■ **MATERIAL PROVIDED**:
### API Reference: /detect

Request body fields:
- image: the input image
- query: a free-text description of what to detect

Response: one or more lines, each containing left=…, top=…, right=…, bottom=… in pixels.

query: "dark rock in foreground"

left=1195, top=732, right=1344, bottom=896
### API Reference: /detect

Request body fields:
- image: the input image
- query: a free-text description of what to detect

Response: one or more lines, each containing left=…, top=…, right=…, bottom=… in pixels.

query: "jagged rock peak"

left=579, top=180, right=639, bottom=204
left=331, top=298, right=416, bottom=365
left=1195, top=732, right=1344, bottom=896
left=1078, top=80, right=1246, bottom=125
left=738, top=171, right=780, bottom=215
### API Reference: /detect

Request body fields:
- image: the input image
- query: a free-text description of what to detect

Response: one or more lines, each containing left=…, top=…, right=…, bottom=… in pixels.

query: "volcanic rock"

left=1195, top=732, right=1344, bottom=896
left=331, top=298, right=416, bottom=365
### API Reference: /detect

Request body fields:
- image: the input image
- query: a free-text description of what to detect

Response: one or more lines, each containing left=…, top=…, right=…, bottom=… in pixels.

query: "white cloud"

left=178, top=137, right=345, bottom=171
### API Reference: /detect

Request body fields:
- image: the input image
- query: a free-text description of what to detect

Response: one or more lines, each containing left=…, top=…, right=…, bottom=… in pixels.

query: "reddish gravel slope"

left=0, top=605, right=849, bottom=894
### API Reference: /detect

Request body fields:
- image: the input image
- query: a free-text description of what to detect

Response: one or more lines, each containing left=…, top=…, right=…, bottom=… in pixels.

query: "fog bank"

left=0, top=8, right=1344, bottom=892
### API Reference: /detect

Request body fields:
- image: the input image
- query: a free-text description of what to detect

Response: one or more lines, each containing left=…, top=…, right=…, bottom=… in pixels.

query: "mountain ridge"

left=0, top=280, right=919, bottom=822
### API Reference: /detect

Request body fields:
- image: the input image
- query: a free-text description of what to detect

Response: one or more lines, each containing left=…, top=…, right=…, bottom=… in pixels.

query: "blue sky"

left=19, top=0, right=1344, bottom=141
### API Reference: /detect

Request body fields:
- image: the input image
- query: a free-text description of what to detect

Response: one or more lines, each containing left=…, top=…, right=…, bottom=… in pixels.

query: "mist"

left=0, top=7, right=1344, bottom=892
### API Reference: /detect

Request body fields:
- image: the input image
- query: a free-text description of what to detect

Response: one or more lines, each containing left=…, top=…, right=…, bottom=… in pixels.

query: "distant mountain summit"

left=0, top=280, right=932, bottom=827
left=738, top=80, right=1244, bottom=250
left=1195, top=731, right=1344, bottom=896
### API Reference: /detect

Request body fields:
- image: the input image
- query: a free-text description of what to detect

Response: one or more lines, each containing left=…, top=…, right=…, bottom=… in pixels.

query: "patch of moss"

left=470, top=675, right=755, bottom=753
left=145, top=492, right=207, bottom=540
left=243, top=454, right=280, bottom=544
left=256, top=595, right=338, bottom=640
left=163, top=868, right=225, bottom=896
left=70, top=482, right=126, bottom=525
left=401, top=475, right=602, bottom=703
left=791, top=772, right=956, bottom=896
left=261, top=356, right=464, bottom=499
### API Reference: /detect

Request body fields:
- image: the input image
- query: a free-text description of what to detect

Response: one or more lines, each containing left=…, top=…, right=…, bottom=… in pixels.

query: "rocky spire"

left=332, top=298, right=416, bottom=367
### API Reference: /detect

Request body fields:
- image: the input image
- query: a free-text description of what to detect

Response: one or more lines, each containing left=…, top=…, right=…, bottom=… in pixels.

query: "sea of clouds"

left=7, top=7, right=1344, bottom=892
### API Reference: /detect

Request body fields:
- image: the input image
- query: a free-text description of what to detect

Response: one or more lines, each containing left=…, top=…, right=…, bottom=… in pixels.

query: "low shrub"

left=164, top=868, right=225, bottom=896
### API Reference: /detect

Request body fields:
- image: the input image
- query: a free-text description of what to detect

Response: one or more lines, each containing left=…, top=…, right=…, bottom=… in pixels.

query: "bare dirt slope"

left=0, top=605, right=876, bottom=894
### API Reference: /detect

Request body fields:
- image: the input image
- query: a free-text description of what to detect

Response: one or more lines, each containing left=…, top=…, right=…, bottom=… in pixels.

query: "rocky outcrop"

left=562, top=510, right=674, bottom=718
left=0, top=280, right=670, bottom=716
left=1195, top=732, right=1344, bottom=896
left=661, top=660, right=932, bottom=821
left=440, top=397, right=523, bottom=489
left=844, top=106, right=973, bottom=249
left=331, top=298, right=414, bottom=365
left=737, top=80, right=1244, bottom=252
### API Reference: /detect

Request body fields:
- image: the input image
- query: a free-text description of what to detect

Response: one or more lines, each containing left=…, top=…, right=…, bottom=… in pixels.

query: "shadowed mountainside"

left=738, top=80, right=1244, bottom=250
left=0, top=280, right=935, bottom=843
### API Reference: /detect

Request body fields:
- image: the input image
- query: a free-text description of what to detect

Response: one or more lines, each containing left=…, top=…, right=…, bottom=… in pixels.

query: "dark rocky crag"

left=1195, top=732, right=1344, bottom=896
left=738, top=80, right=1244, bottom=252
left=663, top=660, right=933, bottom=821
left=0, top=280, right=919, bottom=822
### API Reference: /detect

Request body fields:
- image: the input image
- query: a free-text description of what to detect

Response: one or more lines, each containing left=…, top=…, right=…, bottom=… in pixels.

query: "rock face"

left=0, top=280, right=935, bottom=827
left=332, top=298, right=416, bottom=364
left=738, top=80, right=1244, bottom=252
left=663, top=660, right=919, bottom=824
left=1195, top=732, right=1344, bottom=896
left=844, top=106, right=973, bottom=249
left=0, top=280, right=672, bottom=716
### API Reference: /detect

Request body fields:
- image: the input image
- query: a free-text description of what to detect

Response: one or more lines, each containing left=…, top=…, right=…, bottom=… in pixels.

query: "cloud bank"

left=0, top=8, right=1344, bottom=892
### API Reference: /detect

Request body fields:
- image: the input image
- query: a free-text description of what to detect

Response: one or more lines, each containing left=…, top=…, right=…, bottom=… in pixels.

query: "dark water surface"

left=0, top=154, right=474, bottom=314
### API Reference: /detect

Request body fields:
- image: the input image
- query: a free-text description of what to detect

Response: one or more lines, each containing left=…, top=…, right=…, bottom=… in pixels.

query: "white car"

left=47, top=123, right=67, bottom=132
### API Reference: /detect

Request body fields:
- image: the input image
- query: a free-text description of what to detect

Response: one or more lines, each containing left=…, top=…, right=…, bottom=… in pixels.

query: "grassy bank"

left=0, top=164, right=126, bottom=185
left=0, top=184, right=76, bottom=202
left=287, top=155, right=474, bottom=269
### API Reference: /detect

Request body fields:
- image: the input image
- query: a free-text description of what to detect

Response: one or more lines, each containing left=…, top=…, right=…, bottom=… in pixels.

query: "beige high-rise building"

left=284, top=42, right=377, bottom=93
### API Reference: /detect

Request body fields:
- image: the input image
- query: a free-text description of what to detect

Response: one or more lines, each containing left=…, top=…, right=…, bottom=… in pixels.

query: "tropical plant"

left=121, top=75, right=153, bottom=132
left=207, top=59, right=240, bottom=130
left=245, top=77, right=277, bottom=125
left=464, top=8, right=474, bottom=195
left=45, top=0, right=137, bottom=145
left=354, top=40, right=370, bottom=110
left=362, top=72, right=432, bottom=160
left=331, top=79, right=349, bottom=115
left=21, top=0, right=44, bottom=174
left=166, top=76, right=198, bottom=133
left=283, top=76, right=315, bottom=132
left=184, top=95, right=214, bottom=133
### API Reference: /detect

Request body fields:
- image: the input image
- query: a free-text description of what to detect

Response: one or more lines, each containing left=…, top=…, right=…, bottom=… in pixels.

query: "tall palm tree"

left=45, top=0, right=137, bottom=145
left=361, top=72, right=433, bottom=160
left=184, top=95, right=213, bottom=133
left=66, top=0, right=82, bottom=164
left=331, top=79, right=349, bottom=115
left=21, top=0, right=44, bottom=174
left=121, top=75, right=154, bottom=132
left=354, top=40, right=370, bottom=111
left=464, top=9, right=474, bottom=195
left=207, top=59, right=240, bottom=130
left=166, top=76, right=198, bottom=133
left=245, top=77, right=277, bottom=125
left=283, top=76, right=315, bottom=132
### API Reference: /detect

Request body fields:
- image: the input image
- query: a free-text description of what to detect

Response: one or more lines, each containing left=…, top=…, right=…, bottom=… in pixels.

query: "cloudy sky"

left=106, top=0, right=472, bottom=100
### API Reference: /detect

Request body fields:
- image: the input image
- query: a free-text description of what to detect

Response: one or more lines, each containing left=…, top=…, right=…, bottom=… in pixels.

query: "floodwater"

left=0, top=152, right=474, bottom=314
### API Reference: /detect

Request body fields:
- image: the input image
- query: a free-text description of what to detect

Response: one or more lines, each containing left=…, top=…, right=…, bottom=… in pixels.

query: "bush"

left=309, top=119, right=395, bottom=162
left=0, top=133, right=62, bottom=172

■ **TASK REQUIREMENTS**:
Put the stretch of the data above, from its first line through the line containing "left=0, top=605, right=849, bottom=894", into a numbered list, skipping any blank lines.

■ **THE COMPLETED TASK**:
1. ### API Reference: /detect
2. Request body fields:
3. - image: the input image
4. - query: a free-text description of what to detect
5. Response: one or more lines, each containing left=…, top=…, right=…, bottom=… in pixels.
6. query: "dark rock in foreground"
7. left=1195, top=732, right=1344, bottom=896
8. ### API Reference: /detect
9. Request body fields:
10. - image: the input image
11. - query: a free-text description of what to detect
12. Response: one or more lines, each containing left=…, top=…, right=…, bottom=… in pixels.
13. query: "jagged rock peak"
14. left=579, top=180, right=639, bottom=204
15. left=331, top=298, right=416, bottom=365
16. left=1195, top=732, right=1344, bottom=896
17. left=1078, top=80, right=1246, bottom=125
18. left=738, top=171, right=780, bottom=215
19. ### API Reference: /detect
20. Request body fields:
21. - image: the input image
22. - query: a free-text description of what to detect
23. Response: one or more lines, each containing left=…, top=…, right=…, bottom=… in pixels.
24. query: "volcanic rock"
25. left=1195, top=732, right=1344, bottom=896
26. left=331, top=298, right=416, bottom=365
27. ### API Reference: /detect
28. Request body fields:
29. - image: the input image
30. - query: a free-text description of what to detect
31. Response: one or more lines, each containing left=…, top=…, right=…, bottom=… in pixels.
32. query: "white cloud"
33. left=178, top=137, right=345, bottom=171
34. ### API Reference: /detect
35. Request body fields:
36. - image: the input image
37. - query: a free-text description of what to detect
38. Response: one or more lines, each containing left=…, top=…, right=…, bottom=… in pixels.
39. query: "reddish gravel slope"
40. left=0, top=605, right=849, bottom=894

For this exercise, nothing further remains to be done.